→ **WRITTEN REQUEST**: Could you repeat, word for word, every line from the one containing "segment: street lamp" through the final line of the records below, and nothing else?
begin DATA TO PROCESS
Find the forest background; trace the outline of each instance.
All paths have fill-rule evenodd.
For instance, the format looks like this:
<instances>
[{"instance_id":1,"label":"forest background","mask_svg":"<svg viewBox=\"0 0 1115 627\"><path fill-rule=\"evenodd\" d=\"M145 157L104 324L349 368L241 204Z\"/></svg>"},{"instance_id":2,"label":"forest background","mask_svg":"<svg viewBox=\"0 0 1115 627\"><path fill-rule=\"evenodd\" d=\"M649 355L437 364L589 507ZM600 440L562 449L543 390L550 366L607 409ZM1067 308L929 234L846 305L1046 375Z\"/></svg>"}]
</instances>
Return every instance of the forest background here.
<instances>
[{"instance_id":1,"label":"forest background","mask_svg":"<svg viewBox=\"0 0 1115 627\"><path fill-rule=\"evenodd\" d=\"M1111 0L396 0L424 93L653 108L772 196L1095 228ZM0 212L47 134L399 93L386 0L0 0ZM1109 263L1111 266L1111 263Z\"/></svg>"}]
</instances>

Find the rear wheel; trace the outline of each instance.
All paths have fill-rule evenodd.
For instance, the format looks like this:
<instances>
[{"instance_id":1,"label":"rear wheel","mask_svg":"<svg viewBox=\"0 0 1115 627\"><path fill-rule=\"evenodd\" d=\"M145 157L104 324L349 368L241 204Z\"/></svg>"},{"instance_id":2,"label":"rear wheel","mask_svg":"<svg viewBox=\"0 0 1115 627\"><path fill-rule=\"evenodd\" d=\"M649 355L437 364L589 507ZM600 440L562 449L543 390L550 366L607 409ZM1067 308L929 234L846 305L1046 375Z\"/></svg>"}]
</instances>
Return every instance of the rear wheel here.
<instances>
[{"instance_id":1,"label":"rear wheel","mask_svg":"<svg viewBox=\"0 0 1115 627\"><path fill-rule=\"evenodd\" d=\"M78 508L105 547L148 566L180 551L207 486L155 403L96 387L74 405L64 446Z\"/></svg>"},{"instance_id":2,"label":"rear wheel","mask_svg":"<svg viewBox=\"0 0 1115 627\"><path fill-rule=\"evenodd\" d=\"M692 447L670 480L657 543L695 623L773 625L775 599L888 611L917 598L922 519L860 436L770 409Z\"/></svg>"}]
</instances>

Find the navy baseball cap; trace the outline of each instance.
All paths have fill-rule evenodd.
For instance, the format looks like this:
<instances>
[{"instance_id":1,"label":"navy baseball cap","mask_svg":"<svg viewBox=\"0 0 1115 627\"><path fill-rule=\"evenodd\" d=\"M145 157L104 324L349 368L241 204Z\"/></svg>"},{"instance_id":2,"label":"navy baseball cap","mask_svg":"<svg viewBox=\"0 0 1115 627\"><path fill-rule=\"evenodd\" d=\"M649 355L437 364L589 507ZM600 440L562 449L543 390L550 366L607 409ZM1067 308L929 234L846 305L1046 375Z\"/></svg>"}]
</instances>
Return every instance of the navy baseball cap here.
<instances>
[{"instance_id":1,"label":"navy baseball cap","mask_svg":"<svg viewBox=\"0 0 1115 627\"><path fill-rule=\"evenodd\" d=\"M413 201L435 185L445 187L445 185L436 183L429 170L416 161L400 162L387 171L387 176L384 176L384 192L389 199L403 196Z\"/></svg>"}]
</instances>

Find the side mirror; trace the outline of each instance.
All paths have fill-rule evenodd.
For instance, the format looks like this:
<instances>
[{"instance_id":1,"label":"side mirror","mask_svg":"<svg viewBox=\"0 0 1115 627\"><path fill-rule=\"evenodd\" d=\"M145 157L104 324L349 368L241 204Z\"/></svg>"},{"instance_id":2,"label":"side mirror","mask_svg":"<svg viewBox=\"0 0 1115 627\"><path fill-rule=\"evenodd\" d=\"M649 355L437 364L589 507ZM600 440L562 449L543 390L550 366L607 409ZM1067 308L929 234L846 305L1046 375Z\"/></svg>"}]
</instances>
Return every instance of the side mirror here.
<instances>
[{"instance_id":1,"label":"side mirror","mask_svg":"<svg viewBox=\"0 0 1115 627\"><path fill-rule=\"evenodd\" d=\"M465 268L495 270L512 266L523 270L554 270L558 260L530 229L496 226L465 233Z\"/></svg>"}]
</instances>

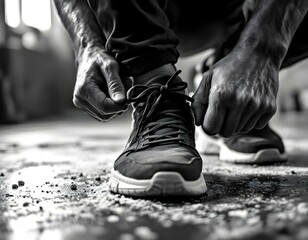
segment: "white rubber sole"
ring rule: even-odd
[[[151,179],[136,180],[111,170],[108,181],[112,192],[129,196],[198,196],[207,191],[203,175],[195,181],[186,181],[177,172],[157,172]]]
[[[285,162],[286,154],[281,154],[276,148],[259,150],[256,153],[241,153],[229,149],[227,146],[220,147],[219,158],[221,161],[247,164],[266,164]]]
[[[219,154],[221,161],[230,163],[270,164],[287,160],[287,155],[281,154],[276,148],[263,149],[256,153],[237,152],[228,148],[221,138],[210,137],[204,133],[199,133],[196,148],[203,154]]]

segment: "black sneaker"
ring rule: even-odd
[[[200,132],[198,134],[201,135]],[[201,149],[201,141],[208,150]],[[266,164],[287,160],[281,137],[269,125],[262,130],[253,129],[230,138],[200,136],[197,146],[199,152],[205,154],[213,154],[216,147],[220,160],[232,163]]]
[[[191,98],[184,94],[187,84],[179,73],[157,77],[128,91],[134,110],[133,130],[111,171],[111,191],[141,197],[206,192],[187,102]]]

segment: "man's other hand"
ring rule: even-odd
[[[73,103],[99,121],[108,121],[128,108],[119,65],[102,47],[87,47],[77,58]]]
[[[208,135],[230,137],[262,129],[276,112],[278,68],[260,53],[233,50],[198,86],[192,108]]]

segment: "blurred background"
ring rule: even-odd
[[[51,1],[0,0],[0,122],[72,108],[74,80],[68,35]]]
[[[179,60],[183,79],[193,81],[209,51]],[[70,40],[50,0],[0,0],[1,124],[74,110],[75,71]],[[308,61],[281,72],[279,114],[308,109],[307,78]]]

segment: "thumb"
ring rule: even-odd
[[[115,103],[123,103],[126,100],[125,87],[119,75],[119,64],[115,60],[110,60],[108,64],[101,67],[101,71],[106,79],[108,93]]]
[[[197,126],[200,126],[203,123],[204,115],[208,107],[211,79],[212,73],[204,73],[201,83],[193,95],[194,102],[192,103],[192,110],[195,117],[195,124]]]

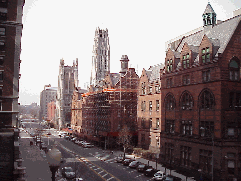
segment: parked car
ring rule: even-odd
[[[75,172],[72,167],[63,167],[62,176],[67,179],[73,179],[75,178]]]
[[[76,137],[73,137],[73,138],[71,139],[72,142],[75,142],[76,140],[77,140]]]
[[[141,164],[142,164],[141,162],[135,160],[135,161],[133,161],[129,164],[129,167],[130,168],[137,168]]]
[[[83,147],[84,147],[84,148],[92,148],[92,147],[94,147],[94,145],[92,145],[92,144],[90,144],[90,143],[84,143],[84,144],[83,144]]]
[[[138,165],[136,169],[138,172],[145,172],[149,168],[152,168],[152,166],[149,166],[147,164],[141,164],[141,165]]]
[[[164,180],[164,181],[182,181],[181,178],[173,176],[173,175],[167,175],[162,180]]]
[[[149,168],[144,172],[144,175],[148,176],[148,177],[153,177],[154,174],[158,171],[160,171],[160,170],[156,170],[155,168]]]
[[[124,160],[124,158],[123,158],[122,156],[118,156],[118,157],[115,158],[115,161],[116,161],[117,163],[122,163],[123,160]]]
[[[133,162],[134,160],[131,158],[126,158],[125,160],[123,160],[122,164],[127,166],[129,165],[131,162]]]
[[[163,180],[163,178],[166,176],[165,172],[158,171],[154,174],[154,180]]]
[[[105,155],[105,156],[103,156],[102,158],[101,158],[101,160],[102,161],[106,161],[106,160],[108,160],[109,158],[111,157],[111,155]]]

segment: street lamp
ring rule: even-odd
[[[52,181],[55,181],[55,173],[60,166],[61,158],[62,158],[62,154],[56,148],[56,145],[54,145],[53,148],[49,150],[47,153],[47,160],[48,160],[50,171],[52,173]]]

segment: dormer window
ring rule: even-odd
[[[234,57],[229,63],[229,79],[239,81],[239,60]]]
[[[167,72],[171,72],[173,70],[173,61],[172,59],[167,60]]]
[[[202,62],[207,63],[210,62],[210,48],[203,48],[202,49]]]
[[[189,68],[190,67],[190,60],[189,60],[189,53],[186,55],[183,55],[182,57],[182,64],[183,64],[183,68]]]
end DATA TO PROCESS
→ **RESPONSE**:
segment: street lamp
ring rule: even-odd
[[[52,181],[55,181],[55,173],[60,166],[61,158],[62,158],[62,154],[56,148],[56,145],[54,145],[53,148],[49,150],[47,153],[47,160],[48,160],[50,171],[52,173]]]

segment: dormer window
ring rule: even-odd
[[[234,57],[229,63],[229,79],[239,81],[239,60]]]
[[[167,72],[171,72],[173,70],[173,61],[172,59],[167,60]]]
[[[202,62],[207,63],[210,62],[210,48],[203,48],[202,49]]]
[[[189,68],[190,67],[190,60],[189,60],[189,53],[186,55],[183,55],[182,57],[182,64],[183,64],[183,68]]]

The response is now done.